Text segment —
──────────────────────────────
Search code examples
latexsyntax-highlightinglistings

Use LaTeX Listings to correctly detect and syntax highlight embedded code of a different language in a script


I have scripts that have one-liners or sort scripts from other languages within them. How can I have LaTeX listings detect this and change the syntax formating language within the script? This would be especially useful for awk within bash I believe.

Bash

#!/bin/bash

echo "hello world"
──────────────────────────────
Information supplied —
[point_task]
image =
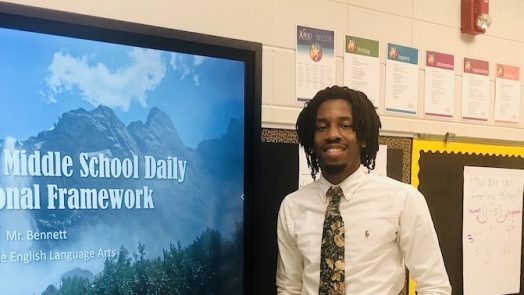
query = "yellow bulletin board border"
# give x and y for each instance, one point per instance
──────────────────────────────
Exercises to complete —
a) Echo the passage from the LaTeX listings question, beginning at the words "Use LaTeX Listings" and stopping after "bash I believe.".
b) Please write what comes next in the LaTeX listings question, picking up after its last line.

Expected outputs —
a)
Use LaTeX Listings to correctly detect and syntax highlight embedded code of a different language in a script


I have scripts that have one-liners or sort scripts from other languages within them. How can I have LaTeX listings detect this and change the syntax formating language within the script? This would be especially useful for awk within bash I believe.

b)
R --vanilla << EOF
# Data on motor octane ratings for various gasoline blends
x <- c(88.5,87.7,83.4,86.7,87.5,91.5,88.6,100.3,
95.6,93.3,94.7,91.1,91.0,94.2,87.5,89.9,
88.3,87.6,84.3,86.7,88.2,90.8,88.3,98.8,
94.2,92.7,93.2,91.0,90.3,93.4,88.5,90.1,
89.2,88.3,85.3,87.9,88.6,90.9,89.0,96.1,
93.3,91.8,92.3,90.4,90.1,93.0,88.7,89.9,
89.8,89.6,87.4,88.9,91.2,89.3,94.4,92.7,
91.8,91.6,90.4,91.1,92.6,89.8,90.6,91.1,
90.4,89.3,89.7,90.3,91.6,90.5,93.7,92.7,
92.2,92.2,91.2,91.0,92.2,90.0,90.7)
x
length(x)
mean(x);var(x)
stem(x)
EOF

perl -n -e '
@t = split(/\t/);
%t2 = map { $_ => 1 } split(/,/,$t[1]);
$t[1] = join(",",keys %t2);
print join("\t",@t); ' knownGeneFromUCSC.txt

awk -F'\t' '{
  n = split($2, t, ","); _2 = x
  split(x, _) # use delete _ if supported
  for (i = 0; ++i <= n;)
    _[t[i]]++ || _2 = _2 ? _2 "," t[i] : t[i]
  $2 = _2 
  }-3' OFS='\t' infile

Python

#!/usr/local/bin/python
print "Hello World"
os.system("""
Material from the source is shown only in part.